* TEKS BACAAN:
################

Perlu disadari bahwa definisi pembangunan humanistik yang mulia
adalah bahwa development is an expansion of
people's capabilities and creativity, pembangunan
adalah perluasan kemampuan dan kreativitas
rakyat, sebagaimana ditegaskan oleh Nobel Laureate Amartya Sen
(Sen, 1999). Pembangunan adalah perihal meningkatkan human capital (Hatta, 1967), yang kemudian secara keseluruhan membentukkan social capital
bangsa, bahwa pembangunan haruslah
berawal dari human investment agar bisa dengan lebih baik mengelola modal natural resources dan modal financial sebagai tuntutan riil dan empirik (4, 5) . Hal inilah yang
diperlukan bagi peranan pendidikan dalam membangun karakter bangsa, karena
sumberdaya manusia inilah yang menjadi modal suatu bangsa untuk dapat terus
maju dalam kancah persaingan global. Karakter ini akan membawa kekuatan menawar
(“bargaining power”) sebagai ciri martabat bangsa yang akan mampu
menjadi sisi yang berani menawar, bukan menjadi bagian yang dilecehkan .
Adanya kesan bahwa Indonesia
menjadi “negara paling korup” menjadikan kita sering merasa sebagai bangsa yang
termarjinalkan, yang menjadikan kita merasa “risi” dalam percaturan kehidupan
internasional (6) . Budaya adiluhung yang paling minimal, yang
harus
diemban oleh kaum intelektual umumnya, seperti berlaku jujur, berpegang teguh
pada kebenaran, mencintai
tanah air, patriotik dan melindungi segenap anak bangsa, sudah semakin tipis
dalam percaturan kehidupan
berbangsa, bernegara serta dalam berwacana akademik. Oleh karena itu
korupsi pun menjadi-jadi makin marak, baik korupsi materi, korupsi waktu, korupsi kekuasaan, korupsi
ideologis dan bahkan korupsi
akademik (6) . Apabila pendidikan nasional kita masih lemah dan tidak selamanya bisa mencukupi
dan mumpuni, kepada pundak siapa lagi tugas nation and character building dan pengukuhan
kebhinneka-tunggalikaan kita taruh harapan ? Solusi untuk hal ini adalah :
1. Pendidikan karakter
bangsa harus segera dilaksanakan disemua jenjang pendidikan dari tingkat PAUD
sampai pendidikan tinggi yang diintegrasikan ke dalam setiap mata pelajaran/
mata kuliah. Pendidikan karakter bangsa menjadi tanggung jawab setiap guru atau
dosen dalam melaksanakan proses pembelajaran, baik kurikuler maupun ekstra
kurikuler dengan melalui keteladanan baik dalam bersikap, berprilaku, maupun
berbahasa. Pendidikan karakter di tingkat PAUD dan pendidikan dasar memegang
peranan penting, karena merupakan pondasi dasar untuk penanaman keimanan,
ketakwaan kepada Tuhan Yang Maha Esa, dan berbudi pekerti luhur/ akhlakul
karimah.

################

* ITEM YANG DISEDIAKAN:
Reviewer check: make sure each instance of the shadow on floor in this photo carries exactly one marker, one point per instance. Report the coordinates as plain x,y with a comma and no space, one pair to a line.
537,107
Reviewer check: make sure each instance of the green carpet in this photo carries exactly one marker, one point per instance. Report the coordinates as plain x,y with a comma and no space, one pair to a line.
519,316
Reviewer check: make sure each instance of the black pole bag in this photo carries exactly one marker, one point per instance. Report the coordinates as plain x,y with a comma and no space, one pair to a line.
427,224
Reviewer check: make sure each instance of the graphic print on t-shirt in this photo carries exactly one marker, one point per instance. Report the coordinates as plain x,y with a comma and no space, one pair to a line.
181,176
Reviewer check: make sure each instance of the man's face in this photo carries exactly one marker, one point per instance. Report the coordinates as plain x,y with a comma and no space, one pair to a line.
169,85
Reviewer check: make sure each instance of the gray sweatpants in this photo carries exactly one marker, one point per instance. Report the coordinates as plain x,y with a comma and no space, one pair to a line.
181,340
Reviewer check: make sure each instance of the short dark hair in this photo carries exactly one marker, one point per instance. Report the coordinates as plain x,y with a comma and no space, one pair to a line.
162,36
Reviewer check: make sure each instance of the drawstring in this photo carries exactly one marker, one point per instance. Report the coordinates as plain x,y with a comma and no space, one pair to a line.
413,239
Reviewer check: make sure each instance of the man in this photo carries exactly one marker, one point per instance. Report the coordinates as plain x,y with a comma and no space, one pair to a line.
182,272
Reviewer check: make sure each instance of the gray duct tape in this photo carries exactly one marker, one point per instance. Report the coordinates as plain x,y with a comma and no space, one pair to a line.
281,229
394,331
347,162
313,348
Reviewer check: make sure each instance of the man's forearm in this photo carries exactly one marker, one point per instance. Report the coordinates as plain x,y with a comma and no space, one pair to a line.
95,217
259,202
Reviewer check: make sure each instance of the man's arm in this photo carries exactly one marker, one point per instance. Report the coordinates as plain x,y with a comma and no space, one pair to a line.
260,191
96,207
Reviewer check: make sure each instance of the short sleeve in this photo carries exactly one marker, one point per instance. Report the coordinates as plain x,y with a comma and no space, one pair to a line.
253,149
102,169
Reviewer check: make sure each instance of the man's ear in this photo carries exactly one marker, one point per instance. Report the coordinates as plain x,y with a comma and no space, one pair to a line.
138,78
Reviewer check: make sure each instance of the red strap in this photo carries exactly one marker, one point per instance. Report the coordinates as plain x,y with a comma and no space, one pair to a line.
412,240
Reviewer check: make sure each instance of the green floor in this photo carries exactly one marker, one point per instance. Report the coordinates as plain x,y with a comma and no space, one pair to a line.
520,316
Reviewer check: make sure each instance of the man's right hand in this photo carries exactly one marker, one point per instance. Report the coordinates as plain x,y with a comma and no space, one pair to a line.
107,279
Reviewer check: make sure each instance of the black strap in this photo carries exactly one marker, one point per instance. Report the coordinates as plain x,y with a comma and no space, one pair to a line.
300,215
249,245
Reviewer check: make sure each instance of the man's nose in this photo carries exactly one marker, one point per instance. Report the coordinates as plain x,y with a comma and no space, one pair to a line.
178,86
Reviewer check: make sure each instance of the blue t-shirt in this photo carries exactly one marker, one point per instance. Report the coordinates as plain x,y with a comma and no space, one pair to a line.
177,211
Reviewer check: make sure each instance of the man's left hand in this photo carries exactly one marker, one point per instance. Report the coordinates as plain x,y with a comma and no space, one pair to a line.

################

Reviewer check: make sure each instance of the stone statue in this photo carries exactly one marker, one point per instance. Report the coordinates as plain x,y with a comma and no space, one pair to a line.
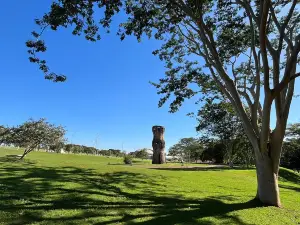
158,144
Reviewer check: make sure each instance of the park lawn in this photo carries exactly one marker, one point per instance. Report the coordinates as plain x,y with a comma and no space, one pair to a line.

################

* YANG DIKERJAKAN:
Tentukan apakah setiap pernyataan di bawah ini sesuai dengan teks tentang pendidikan karakter bangsa. Jawab ya atau tidak untuk masing-masing, lalu kutip dengan tepat kata-kata dalam teks yang menentukan jawaban itu.
1. Pendidikan karakter bangsa menjadi tanggung jawab setiap guru atau dosen.
2. Pendidikan karakter bangsa cukup dilaksanakan di jenjang pendidikan tinggi saja.
3. Definisi pembangunan sebagai perluasan kemampuan dan kreativitas rakyat dikaitkan dengan Amartya Sen.

* JAWABAN LATIHAN:
1. Ya: "Pendidikan karakter bangsa menjadi tanggung jawab setiap guru atau dosen dalam melaksanakan proses pembelajaran"
2. Tidak: "harus segera dilaksanakan disemua jenjang pendidikan dari tingkat PAUD sampai pendidikan tinggi"
3. Ya: "sebagaimana ditegaskan oleh Nobel Laureate Amartya Sen"